# Work instruction
You are asked to write out the entries exactly as they are given.

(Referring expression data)
*** Begin section ***
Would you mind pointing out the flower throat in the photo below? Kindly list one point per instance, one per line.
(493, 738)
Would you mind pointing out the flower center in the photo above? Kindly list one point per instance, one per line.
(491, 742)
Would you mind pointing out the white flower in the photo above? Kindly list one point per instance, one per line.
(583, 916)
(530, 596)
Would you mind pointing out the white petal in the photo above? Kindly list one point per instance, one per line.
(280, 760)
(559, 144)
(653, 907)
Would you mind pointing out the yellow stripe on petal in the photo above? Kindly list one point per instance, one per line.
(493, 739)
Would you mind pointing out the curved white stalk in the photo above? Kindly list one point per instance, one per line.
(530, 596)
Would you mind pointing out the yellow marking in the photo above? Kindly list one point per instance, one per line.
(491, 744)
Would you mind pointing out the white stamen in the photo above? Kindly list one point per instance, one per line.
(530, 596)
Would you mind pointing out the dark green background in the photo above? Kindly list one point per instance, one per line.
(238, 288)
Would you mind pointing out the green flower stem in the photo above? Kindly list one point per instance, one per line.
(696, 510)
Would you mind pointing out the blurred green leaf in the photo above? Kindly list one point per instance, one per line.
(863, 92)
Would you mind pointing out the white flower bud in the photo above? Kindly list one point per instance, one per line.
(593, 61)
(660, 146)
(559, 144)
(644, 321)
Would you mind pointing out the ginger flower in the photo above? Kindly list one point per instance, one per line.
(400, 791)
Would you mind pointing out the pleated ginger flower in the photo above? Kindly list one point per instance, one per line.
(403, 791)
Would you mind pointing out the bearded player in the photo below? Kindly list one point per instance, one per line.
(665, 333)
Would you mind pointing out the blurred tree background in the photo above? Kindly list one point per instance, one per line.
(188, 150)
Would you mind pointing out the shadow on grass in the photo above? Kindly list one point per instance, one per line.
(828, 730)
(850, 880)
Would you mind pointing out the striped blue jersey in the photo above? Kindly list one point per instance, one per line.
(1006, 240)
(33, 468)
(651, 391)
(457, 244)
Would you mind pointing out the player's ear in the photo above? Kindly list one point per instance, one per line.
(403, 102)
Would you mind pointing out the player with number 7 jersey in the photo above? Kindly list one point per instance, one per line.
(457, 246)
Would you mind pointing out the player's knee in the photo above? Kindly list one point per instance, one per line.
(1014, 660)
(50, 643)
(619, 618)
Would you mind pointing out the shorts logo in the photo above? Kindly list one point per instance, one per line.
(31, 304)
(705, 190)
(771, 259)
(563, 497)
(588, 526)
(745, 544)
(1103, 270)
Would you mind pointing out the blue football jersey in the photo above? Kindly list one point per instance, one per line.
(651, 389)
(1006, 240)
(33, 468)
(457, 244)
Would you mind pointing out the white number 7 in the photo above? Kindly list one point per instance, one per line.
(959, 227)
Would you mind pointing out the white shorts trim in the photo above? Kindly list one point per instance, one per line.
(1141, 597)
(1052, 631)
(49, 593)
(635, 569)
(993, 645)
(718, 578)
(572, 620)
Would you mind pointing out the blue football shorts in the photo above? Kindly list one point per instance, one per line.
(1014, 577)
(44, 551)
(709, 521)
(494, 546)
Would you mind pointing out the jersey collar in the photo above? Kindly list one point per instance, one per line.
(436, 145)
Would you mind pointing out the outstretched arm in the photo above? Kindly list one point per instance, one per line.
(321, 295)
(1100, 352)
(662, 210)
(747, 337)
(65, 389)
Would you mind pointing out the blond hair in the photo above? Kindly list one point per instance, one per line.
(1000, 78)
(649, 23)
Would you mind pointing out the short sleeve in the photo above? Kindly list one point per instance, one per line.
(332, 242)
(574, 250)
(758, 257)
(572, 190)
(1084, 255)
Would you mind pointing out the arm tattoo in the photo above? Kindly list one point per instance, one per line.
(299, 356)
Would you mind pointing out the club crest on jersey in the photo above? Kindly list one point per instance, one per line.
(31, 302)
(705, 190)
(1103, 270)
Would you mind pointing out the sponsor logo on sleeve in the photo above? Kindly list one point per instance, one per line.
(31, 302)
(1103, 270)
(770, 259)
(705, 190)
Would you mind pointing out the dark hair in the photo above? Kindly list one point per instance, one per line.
*** End section ***
# Answer
Would you mind pointing out the flower throat in the photo below? Kindly list one point per instance, one per line.
(493, 738)
Would you mind pointing out the flower center in the photo above? Kindly list one point per instance, one per line.
(491, 742)
Would you mind pointing out the white flower in the photo above? Kindly list one point per instance, one per line.
(583, 916)
(530, 596)
Would you mind pointing out the white petal in the photo above? Kindly list one point per instance, one per line.
(280, 760)
(559, 144)
(653, 907)
Would you mind pointing out the yellow stripe on petal in the photo above? Kindly list one point per instance, one per line.
(493, 739)
Would you mind pointing out the curved white stalk in the photo above? Kindly list one point per instance, one per line.
(530, 596)
Would you mind pointing out the yellow marking in the photo above? Kindly list one point per instance, one per line.
(491, 744)
Would you mind pointing out the white stamen in the photo above? Kindly list one point per instance, one per line.
(530, 596)
Would you mind pointing out the dark green background in the photo above? Kindly list one point per instance, one per line.
(238, 288)
Would you mind pointing out the green flower stem in the photo above? Kindly list one point per instance, one per line.
(696, 510)
Would you mind pointing out the blurred green leaf in the photo above? Kindly list one point per instance, one per line.
(863, 92)
Would you mind pointing out the white flower bud in the photo above? Kindly list one point per instance, one per line.
(593, 61)
(660, 146)
(559, 144)
(644, 321)
Would you mind pointing out the ginger flower in the photo above? Kindly list one point per instance, one per line.
(400, 791)
Would you mind pointing out the pleated ginger flower in the photo above? Kindly list one point per instance, one per line.
(403, 791)
Would you mind pointing out the bearded player in the photo below? Kindly list one point per instance, one per line.
(665, 333)
Would you mind pointing out the blurred tree background in the photo above? Kindly list one point per instance, one per line.
(188, 150)
Would you mind pointing out the shadow on grass in the photo above? Kindly list one point per instance, one per line.
(828, 730)
(850, 880)
Would you mind pointing out the striped blue jersey in the photo above? Kindly list one point per instance, one per line.
(1006, 240)
(33, 468)
(651, 391)
(457, 244)
Would you mind pointing out the player's ear in the photo above? Kindly list one point per instance, one per line.
(403, 102)
Would you mind pointing out the player with number 7 jersey in the photo above? Kindly list one point per instance, one per line.
(457, 246)
Would you mind pointing out the player's knee in the photo above? Kindly list one point per instance, one per line.
(1014, 660)
(50, 643)
(619, 618)
Would you mind pointing out the shorts logo in the photo above? Kindly list one point per instance, one per line.
(31, 304)
(705, 190)
(771, 259)
(563, 497)
(588, 526)
(745, 544)
(1103, 270)
Would you mind pointing out the blue football jersey in the photo above? Kindly list one point per instance, one per line.
(651, 389)
(1006, 240)
(33, 468)
(457, 244)
Would you mind pointing out the white number 7 in the photo above? Kindly list one point per instance, one per line.
(959, 227)
Would you mind pointing out the white shorts trim in the photo above? Kindly list one point per instance, one per line.
(1141, 597)
(1052, 631)
(49, 593)
(635, 569)
(993, 645)
(718, 578)
(572, 620)
Would you mind pointing out the blue football shorts in the photo above? Kindly list one point per instance, one per line.
(1014, 577)
(44, 551)
(709, 521)
(494, 546)
Would you mind pointing out the jersey collar in the photo above? Kindly list one point per instance, one per line.
(436, 145)
Would you mind pointing out the outstretched arm in the photo above? Kindly list one point per instance, one per line.
(321, 295)
(1100, 352)
(662, 210)
(747, 337)
(65, 389)
Would you mind pointing out the blond hair in the photo above? Kindly list one point per instance, one per line.
(1000, 78)
(649, 23)
Would you mind pointing out the short sleeve in the photo above? Kindly list one point per instance, one per line.
(332, 242)
(574, 250)
(758, 257)
(572, 190)
(1084, 255)
Would you mind pointing out the arm tattoo in the photo above? Kindly list one point per instance, one per line.
(299, 356)
Would you mind pointing out the club crest on jersey in the photo above? Kindly list one point per instance, one per line.
(31, 302)
(705, 190)
(1103, 270)
Would you mind pointing out the sponsor logo on sleeve in the photo above? Kindly list one point per instance, one per line.
(31, 302)
(1103, 270)
(770, 259)
(705, 190)
Would you mind pointing out the dark hair in the photo above? Kindly list one point per instance, one per line.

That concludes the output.